[Natural-language object grounding data]
□ □ □ □
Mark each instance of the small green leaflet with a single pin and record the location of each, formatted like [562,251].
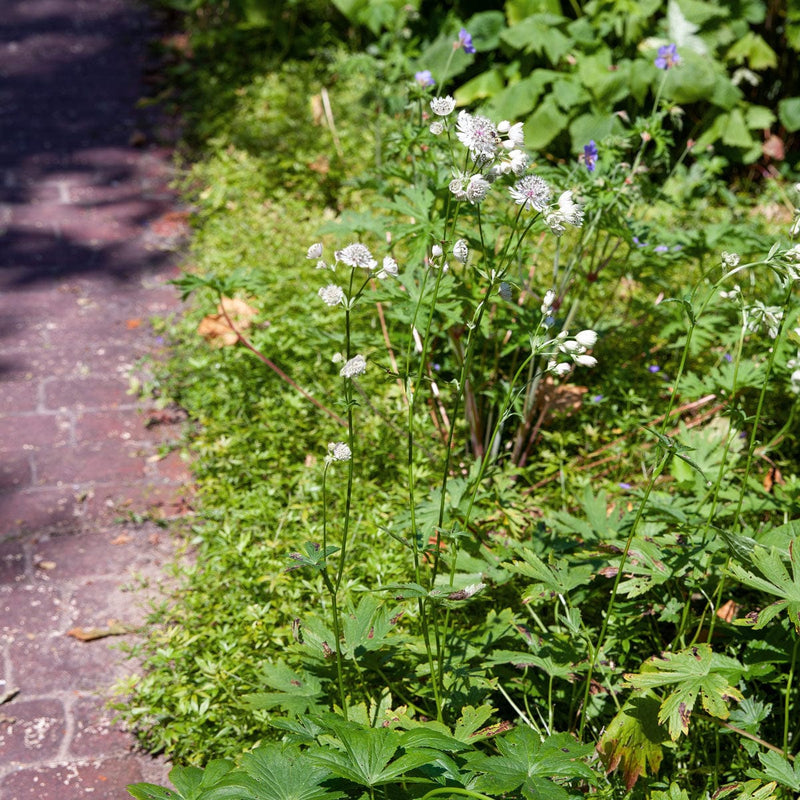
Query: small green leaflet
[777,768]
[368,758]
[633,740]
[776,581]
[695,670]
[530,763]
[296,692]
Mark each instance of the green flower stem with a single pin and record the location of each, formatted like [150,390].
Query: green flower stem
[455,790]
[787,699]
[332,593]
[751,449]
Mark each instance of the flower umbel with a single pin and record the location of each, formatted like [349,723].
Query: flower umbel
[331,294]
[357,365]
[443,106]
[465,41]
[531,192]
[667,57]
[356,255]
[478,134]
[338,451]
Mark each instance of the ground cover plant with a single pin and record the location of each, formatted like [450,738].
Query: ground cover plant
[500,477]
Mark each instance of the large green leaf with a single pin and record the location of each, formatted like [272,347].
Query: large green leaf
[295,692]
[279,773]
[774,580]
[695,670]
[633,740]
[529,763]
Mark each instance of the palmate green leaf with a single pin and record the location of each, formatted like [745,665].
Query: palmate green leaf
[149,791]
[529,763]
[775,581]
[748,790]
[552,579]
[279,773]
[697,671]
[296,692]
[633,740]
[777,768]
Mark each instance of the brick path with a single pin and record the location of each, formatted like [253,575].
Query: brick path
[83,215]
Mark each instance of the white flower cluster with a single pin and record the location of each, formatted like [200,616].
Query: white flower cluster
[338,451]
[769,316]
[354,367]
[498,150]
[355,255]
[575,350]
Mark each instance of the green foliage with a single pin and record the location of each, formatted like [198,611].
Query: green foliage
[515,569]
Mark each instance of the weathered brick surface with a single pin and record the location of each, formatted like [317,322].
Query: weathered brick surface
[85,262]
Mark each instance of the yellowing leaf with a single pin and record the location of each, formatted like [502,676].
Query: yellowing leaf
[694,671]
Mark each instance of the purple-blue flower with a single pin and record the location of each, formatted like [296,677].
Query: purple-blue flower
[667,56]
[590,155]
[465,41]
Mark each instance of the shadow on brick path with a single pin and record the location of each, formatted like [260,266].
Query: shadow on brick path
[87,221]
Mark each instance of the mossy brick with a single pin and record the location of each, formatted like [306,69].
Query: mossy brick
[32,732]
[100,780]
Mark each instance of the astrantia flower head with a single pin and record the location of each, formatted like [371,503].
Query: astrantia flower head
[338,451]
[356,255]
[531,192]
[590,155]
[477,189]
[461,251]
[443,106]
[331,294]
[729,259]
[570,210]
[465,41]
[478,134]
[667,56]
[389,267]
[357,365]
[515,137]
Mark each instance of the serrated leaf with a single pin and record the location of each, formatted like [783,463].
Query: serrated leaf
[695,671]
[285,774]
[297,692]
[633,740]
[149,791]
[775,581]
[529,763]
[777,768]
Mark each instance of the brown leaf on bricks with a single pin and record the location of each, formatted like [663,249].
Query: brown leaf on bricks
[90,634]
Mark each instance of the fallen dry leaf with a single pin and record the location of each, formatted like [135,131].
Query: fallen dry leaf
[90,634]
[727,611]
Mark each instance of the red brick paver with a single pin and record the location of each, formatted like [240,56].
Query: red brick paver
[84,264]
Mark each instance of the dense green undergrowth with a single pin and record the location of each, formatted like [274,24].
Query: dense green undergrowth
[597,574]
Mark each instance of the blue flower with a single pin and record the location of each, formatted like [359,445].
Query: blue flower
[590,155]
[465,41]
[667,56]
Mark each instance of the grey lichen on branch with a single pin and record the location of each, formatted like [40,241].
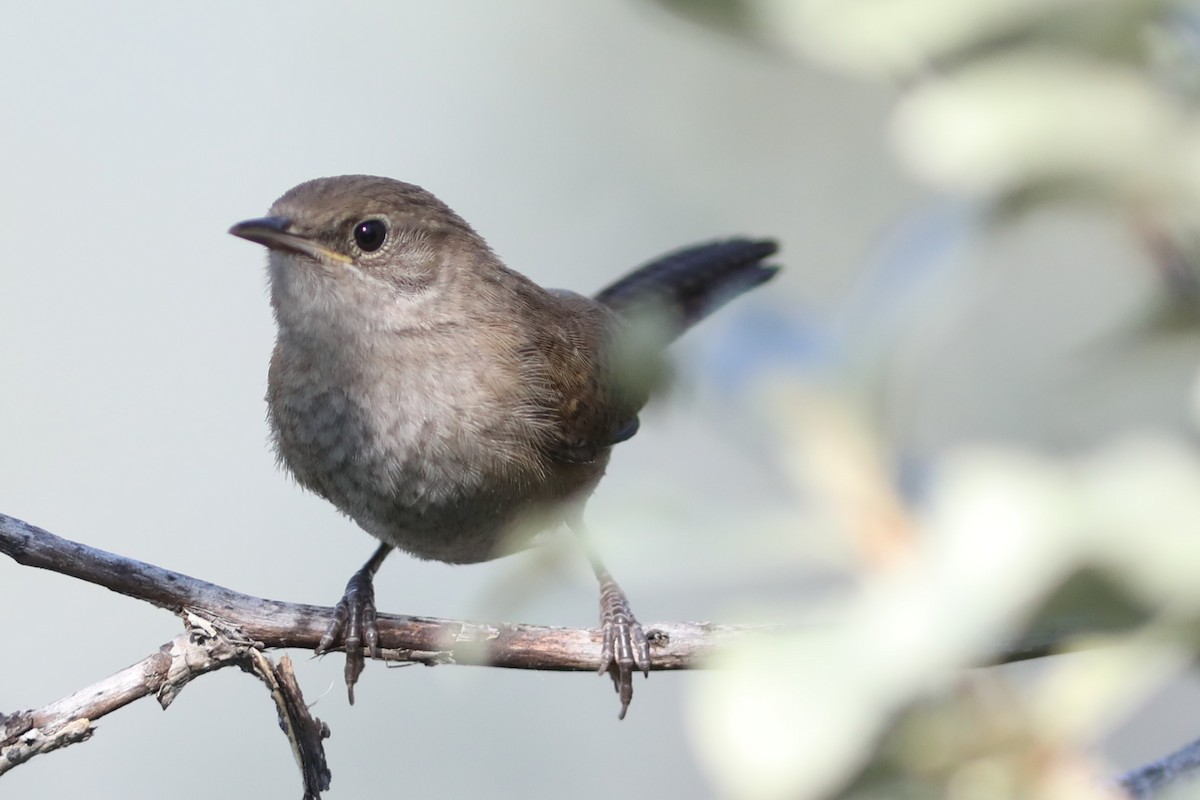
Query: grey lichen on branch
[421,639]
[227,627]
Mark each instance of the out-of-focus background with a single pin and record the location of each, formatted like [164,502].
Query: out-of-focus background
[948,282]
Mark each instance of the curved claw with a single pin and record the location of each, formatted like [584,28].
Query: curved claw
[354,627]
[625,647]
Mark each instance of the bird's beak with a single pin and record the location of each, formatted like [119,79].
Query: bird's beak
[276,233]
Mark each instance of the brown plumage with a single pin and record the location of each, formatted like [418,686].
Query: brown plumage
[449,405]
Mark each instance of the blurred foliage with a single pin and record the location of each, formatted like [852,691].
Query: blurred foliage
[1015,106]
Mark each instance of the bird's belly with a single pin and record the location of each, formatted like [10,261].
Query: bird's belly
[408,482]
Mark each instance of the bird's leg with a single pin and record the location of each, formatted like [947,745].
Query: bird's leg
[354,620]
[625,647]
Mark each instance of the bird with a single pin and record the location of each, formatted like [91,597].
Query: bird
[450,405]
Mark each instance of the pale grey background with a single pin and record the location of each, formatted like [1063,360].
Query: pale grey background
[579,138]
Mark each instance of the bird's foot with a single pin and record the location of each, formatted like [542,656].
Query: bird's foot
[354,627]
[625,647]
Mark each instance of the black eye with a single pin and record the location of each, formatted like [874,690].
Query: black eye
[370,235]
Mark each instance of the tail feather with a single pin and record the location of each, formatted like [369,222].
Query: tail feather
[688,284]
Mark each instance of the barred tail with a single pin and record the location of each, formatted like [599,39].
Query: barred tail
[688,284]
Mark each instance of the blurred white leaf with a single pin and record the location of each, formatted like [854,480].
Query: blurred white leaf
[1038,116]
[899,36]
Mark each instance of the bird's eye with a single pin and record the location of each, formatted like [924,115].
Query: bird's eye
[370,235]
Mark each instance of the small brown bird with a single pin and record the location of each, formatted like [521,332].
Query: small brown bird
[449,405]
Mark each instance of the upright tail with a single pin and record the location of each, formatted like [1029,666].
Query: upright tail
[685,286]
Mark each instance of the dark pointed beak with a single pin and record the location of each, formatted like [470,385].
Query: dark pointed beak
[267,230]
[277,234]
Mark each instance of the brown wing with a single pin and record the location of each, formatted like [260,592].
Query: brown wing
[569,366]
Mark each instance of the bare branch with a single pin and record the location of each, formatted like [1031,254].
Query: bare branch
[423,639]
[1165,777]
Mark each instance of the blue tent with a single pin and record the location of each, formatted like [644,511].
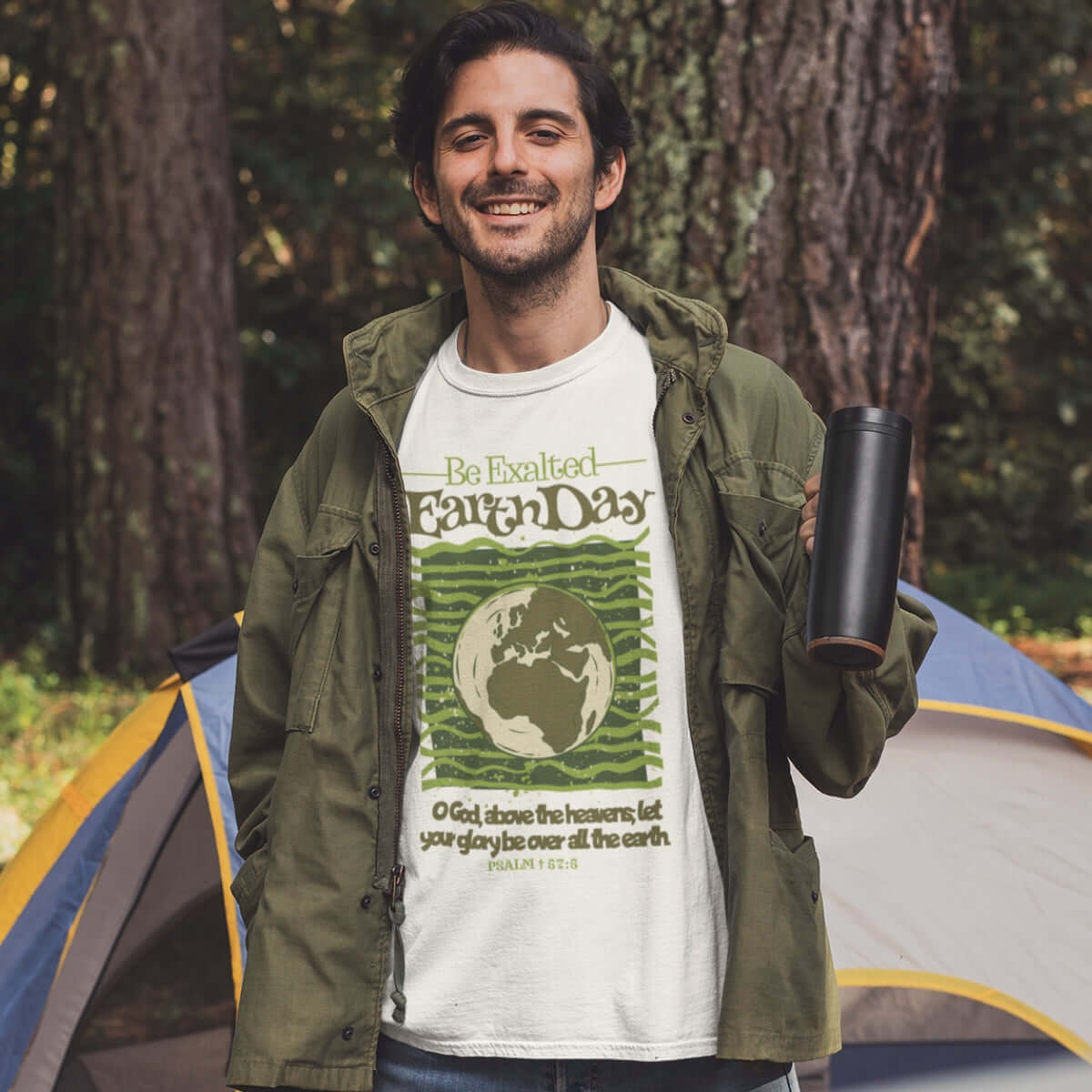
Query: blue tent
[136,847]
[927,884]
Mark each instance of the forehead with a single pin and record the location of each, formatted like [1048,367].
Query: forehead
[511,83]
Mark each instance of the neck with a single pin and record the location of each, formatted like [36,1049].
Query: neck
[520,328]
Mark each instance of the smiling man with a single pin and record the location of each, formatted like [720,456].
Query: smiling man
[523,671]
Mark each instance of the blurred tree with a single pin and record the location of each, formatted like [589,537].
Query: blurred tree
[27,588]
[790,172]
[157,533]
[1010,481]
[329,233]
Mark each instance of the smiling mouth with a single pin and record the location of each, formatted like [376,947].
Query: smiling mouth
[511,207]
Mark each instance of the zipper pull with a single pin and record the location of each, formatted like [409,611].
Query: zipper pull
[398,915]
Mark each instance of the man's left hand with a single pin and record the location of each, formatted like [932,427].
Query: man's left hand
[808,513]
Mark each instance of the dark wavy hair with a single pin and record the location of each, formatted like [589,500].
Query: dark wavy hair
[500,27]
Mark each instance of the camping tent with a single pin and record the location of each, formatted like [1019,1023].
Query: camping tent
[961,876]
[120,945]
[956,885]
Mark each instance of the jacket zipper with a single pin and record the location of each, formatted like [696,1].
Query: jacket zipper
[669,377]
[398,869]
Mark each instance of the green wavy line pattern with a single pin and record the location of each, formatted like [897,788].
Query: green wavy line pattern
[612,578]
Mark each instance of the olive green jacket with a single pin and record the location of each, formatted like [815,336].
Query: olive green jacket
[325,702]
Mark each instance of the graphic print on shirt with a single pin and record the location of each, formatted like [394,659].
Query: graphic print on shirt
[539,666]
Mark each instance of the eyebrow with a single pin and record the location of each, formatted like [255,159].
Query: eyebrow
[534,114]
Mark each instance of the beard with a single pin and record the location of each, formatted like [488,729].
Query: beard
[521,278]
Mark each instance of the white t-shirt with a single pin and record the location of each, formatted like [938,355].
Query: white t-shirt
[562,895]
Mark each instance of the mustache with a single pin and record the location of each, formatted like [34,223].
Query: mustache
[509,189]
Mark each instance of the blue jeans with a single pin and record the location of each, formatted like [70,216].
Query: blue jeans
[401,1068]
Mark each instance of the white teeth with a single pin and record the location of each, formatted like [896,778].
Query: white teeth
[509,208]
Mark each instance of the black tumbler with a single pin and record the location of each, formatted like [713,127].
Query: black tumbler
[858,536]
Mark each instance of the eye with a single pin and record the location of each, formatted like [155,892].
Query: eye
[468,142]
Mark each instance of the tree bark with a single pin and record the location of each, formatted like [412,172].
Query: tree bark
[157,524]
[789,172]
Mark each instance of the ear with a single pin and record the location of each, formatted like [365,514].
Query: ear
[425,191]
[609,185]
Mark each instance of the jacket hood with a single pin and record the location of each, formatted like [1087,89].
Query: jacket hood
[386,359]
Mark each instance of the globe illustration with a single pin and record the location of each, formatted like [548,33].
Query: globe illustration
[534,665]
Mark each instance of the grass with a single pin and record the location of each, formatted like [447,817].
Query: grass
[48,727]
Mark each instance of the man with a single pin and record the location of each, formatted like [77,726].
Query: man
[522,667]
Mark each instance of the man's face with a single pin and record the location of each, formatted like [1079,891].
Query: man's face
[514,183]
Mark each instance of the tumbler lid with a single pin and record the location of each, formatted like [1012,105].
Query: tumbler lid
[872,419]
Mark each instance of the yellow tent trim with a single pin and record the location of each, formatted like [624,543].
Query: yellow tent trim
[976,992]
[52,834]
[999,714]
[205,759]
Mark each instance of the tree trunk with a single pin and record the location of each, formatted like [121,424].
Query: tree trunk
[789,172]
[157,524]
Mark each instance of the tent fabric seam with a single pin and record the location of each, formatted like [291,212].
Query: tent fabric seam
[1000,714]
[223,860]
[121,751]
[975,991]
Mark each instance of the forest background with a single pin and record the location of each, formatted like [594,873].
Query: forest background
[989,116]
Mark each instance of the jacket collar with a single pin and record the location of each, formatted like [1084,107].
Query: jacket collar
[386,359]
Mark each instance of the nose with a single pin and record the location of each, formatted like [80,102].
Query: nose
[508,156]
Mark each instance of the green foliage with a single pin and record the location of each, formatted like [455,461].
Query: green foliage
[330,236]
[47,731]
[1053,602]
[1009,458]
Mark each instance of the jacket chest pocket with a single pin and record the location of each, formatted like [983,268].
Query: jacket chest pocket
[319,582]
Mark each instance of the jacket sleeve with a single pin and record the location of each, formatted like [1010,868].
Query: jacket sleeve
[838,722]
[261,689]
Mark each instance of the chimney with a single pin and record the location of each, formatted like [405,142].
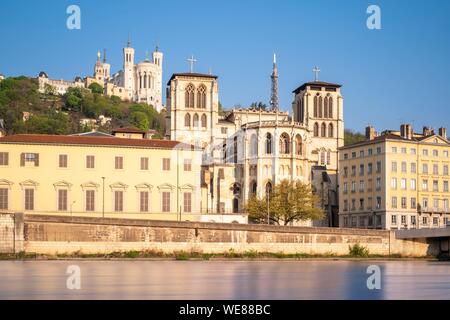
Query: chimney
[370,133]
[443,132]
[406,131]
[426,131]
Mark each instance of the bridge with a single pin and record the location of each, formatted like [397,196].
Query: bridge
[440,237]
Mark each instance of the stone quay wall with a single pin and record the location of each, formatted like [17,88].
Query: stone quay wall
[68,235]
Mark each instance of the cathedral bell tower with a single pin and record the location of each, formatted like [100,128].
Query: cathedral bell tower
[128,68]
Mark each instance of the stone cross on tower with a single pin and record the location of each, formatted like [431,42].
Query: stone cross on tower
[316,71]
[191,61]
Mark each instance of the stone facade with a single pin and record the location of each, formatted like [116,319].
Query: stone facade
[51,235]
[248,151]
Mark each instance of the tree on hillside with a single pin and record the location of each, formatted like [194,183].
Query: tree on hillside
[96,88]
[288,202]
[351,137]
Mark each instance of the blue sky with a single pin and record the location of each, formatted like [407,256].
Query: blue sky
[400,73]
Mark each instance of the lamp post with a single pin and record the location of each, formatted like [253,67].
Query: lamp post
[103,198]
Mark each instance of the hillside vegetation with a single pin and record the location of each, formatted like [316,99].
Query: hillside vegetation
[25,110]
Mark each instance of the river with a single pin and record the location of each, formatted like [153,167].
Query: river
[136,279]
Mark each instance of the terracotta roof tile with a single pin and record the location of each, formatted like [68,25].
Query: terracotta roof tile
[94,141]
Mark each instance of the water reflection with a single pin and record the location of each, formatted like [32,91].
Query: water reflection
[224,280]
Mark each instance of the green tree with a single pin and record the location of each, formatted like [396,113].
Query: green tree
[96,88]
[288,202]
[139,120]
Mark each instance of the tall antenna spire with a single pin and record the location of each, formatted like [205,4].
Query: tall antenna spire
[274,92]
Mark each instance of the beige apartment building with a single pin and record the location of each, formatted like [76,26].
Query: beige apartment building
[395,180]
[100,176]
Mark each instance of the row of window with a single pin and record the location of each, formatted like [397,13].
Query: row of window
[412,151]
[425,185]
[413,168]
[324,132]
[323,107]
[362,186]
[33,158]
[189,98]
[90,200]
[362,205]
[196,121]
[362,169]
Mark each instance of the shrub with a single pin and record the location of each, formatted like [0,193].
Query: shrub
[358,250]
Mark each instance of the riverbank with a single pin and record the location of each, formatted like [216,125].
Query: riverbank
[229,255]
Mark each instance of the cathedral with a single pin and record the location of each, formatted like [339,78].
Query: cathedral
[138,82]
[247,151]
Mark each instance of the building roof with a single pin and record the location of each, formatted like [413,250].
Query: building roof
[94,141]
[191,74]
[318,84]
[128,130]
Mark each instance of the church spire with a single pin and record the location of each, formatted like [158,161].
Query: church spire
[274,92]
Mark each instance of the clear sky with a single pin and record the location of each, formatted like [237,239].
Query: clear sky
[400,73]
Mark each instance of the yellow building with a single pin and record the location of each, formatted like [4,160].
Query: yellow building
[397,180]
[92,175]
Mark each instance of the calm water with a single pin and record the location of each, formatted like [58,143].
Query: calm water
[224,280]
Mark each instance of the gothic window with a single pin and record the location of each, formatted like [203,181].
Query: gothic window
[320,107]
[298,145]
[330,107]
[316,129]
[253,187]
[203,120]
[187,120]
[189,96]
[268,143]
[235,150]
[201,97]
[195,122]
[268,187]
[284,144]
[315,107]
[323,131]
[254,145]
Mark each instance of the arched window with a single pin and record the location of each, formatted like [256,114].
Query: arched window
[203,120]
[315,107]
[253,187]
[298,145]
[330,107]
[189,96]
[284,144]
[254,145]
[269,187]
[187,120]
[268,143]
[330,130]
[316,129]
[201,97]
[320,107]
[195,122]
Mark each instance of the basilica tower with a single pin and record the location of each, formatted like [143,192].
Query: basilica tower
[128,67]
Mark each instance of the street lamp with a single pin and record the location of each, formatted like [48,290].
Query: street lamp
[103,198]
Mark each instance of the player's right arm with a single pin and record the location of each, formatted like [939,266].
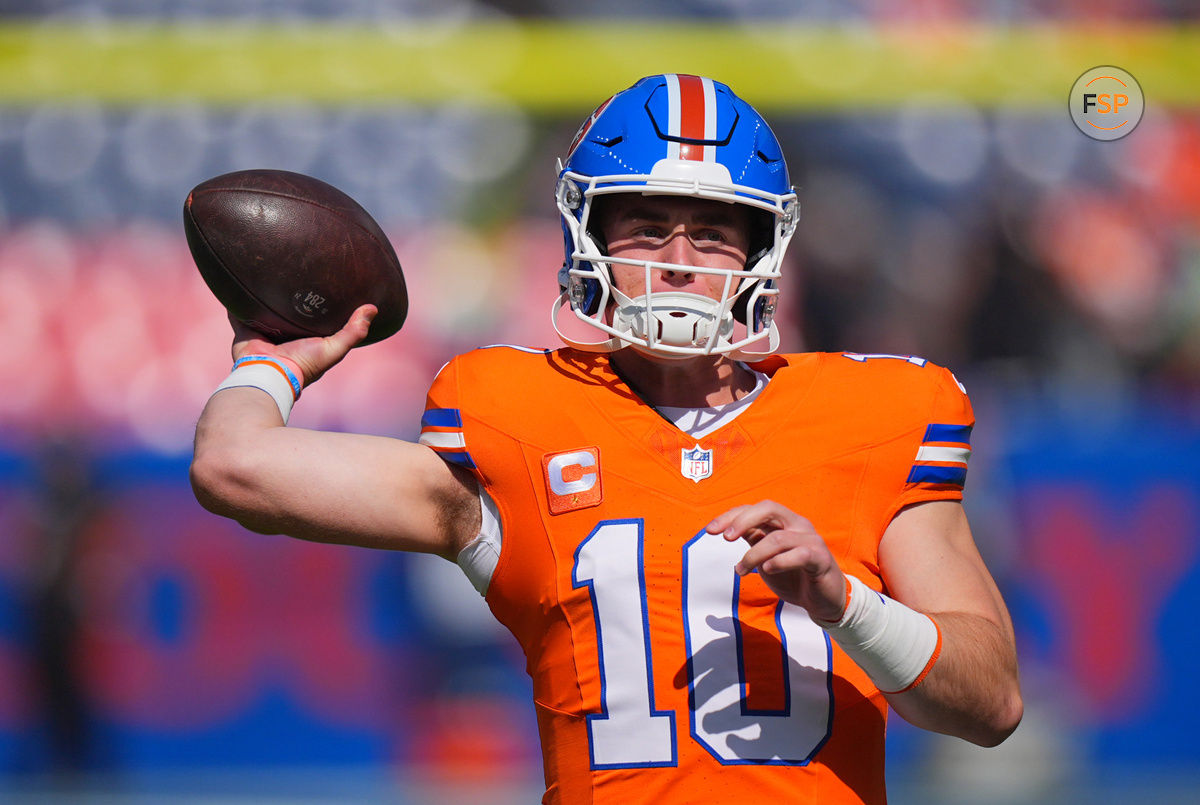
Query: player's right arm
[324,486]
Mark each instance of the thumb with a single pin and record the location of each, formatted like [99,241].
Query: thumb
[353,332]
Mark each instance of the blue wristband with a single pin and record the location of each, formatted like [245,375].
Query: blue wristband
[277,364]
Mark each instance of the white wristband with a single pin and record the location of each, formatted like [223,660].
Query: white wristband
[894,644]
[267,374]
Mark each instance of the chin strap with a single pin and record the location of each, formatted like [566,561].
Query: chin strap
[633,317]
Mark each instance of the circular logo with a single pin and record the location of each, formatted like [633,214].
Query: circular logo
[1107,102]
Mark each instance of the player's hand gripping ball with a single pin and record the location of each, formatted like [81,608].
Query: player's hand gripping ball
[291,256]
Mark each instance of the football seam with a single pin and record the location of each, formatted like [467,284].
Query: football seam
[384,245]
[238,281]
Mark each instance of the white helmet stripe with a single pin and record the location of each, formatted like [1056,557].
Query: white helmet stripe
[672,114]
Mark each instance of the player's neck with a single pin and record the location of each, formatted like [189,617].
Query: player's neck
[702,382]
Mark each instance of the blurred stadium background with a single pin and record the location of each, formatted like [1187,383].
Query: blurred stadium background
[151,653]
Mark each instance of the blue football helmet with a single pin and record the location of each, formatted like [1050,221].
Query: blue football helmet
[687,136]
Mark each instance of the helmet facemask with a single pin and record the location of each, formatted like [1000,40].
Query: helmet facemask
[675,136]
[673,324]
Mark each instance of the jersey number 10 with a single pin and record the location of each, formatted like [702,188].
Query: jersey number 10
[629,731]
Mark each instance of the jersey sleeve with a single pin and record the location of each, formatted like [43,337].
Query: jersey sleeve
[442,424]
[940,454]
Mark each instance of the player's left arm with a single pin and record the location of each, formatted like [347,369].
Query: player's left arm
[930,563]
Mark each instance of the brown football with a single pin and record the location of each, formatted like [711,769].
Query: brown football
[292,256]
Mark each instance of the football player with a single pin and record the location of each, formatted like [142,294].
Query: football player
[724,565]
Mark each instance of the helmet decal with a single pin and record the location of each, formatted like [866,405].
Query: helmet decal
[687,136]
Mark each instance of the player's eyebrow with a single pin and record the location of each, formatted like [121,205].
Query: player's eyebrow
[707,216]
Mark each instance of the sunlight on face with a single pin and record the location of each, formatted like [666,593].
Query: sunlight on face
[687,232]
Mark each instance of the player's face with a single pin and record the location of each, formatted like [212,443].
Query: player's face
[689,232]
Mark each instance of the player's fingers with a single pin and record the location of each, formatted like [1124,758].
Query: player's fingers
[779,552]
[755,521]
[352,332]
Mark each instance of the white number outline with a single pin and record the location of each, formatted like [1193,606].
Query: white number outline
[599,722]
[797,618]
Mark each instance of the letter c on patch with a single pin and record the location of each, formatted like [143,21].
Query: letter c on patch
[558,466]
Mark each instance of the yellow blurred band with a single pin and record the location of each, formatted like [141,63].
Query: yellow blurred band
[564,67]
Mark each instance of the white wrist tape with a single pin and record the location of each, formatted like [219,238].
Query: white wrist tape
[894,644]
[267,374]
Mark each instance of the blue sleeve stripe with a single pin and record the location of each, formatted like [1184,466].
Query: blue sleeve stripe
□ □ □ □
■ What you are asked to do:
All lines above from the line with "Mark each instance of the olive" through the line with "Mark each instance of the ear", both included, are to be set down exactly, with nothing else.

■ Answer area:
Mark each instance of the olive green jacket with a single pin and record the location of each, formatted like [815,336].
Query: olive green jacket
[325,702]
Mark each instance of the graphic print on shirt with a single pin and record the location of each, formatted like [394,659].
Query: graphic print on shirt
[539,666]
Mark each instance of the eyebrow with a single pin and record the location of each, formatted like [255,159].
Query: eyebrow
[534,114]
Mark each instance of the beard with a single pin and record the location of each, formatted like [488,729].
Query: beard
[521,278]
Mark each instance of the white t-shirt with a single pin and record the location of each, formatted like [938,355].
Query: white t-shirt
[562,895]
Mark each instance of the mustache with a single pin and record the location of each, formatted like [34,223].
Query: mustache
[509,189]
Mark each instance of the blue jeans with a single pin and record the location of each, formatted like [70,216].
Query: blue jeans
[401,1068]
Mark each instance of the white teeth with a single pin and record the location of each, formatted like [896,778].
Query: white teeth
[509,208]
Mark each instance of the black tumbler with a single pin and record the location of each, formatted like [713,127].
Query: black tumbler
[858,536]
Mark each instance of the eye with a single pin and record the location of each, formatted like [155,892].
Query: eye
[468,142]
Mark each instance of the tree bark with a single pin and record the location of each, formatted like [412,172].
Query: tree bark
[157,524]
[789,172]
Mark each instance of the ear with a single pin and record the location of each, formatted like [365,514].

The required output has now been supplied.